● **What you have to do**: In the material below, rewrite everything from the line containing "Planogram-check task. Target: elderly" up to and including the line containing "point(59, 99)", keeping the requests, and scale each point coordinate in the answers by 0.2, rounding to whole numbers with halves rounded up.

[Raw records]
^^^^

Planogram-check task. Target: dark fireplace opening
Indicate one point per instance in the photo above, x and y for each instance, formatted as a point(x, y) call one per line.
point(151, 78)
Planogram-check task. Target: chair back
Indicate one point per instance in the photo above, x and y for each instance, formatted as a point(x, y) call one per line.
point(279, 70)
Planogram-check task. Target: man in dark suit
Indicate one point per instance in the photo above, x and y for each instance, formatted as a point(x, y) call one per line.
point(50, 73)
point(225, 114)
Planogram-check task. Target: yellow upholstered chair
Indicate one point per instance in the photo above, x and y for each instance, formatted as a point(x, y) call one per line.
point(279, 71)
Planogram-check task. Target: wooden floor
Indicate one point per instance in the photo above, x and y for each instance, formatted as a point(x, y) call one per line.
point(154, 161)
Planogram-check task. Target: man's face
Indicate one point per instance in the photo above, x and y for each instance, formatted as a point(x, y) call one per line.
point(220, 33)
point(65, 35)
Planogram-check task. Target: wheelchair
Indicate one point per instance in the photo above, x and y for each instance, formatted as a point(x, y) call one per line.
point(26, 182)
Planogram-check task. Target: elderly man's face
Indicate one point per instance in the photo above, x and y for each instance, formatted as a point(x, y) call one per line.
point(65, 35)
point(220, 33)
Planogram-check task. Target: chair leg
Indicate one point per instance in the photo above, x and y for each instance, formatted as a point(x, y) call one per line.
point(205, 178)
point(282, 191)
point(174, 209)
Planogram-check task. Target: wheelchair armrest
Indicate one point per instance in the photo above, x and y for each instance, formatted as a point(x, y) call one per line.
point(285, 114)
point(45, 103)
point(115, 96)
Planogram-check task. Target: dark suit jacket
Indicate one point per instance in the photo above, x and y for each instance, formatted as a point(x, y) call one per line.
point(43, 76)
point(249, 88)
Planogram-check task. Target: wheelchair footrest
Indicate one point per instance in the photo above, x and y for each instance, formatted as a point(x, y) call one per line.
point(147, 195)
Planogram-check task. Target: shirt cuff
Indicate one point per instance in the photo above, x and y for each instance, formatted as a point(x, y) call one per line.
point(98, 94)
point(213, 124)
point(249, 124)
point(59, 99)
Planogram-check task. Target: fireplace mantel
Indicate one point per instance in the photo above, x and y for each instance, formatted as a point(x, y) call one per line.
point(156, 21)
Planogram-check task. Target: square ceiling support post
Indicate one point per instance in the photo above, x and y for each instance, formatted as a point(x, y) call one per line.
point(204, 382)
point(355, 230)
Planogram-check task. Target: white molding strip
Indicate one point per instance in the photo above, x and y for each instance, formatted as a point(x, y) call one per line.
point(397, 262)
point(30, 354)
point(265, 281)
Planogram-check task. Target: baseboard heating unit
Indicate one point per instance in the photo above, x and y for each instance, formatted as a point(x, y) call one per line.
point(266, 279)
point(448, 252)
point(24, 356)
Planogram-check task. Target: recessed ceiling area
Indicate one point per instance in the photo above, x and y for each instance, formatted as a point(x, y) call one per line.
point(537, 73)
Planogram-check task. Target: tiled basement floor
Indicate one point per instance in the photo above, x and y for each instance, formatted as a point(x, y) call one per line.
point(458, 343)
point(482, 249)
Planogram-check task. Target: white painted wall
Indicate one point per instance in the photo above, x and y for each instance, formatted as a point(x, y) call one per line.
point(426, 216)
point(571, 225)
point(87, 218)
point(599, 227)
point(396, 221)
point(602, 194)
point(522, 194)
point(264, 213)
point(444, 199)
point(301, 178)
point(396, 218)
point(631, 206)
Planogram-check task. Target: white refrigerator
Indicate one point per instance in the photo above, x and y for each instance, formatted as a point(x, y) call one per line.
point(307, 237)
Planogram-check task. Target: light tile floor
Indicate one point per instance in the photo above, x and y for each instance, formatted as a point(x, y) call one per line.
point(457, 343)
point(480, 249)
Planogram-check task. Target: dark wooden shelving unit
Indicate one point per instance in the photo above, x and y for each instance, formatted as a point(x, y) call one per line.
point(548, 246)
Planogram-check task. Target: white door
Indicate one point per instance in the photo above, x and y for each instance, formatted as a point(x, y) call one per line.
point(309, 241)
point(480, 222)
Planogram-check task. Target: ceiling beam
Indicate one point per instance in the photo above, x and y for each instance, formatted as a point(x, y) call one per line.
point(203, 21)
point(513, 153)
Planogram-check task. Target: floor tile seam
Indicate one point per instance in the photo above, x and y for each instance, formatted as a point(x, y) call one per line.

^^^^

● **Worked answer**:
Planogram-check task. Target: elderly man's face
Indicate one point per instance in the photo above, x and y for each instance, formatted as a point(x, y) call one per line.
point(13, 7)
point(44, 7)
Planogram-check task. Target: chair leg
Indicate one point per instance in the photo above, x and y for each instance, formatted as a point(x, y) call one per line.
point(41, 36)
point(56, 38)
point(35, 42)
Planogram-check task. Target: wheelchair armrest
Indicate one point per instance in the photo above, x and y for each instance, formatted as a point(x, y) call one per line.
point(57, 23)
point(9, 21)
point(23, 19)
Planogram-check task. Target: dark suit jacket
Indicate one point per instance in the photo above, x and y for each instance, formatted as a point(x, y) call one per line.
point(9, 15)
point(50, 18)
Planogram-check task. Target: wheelchair footrest
Indicate one point per instance in the photo above, x and y for each instance, formatted as a point(x, y) call one per line.
point(29, 39)
Planogram-check task. Target: shirt cuff
Indicate one point per instance in the photo above, x and y for each instance, formatted as a point(x, y) call one per line.
point(20, 19)
point(43, 25)
point(50, 25)
point(12, 20)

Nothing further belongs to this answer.